To be done | Print the following data verbatim, leaving out any pictures.

Source records |
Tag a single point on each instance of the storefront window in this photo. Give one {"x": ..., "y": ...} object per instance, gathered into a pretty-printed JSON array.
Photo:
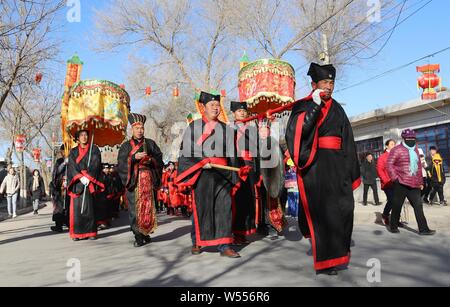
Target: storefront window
[
  {"x": 374, "y": 146},
  {"x": 438, "y": 136}
]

Worked answer |
Tag a single point on each instance of the storefront window in this photo. Give one {"x": ..., "y": ...} object per instance, gathered into a pretty-printed JSON array.
Photo:
Target: storefront window
[
  {"x": 374, "y": 146},
  {"x": 438, "y": 136}
]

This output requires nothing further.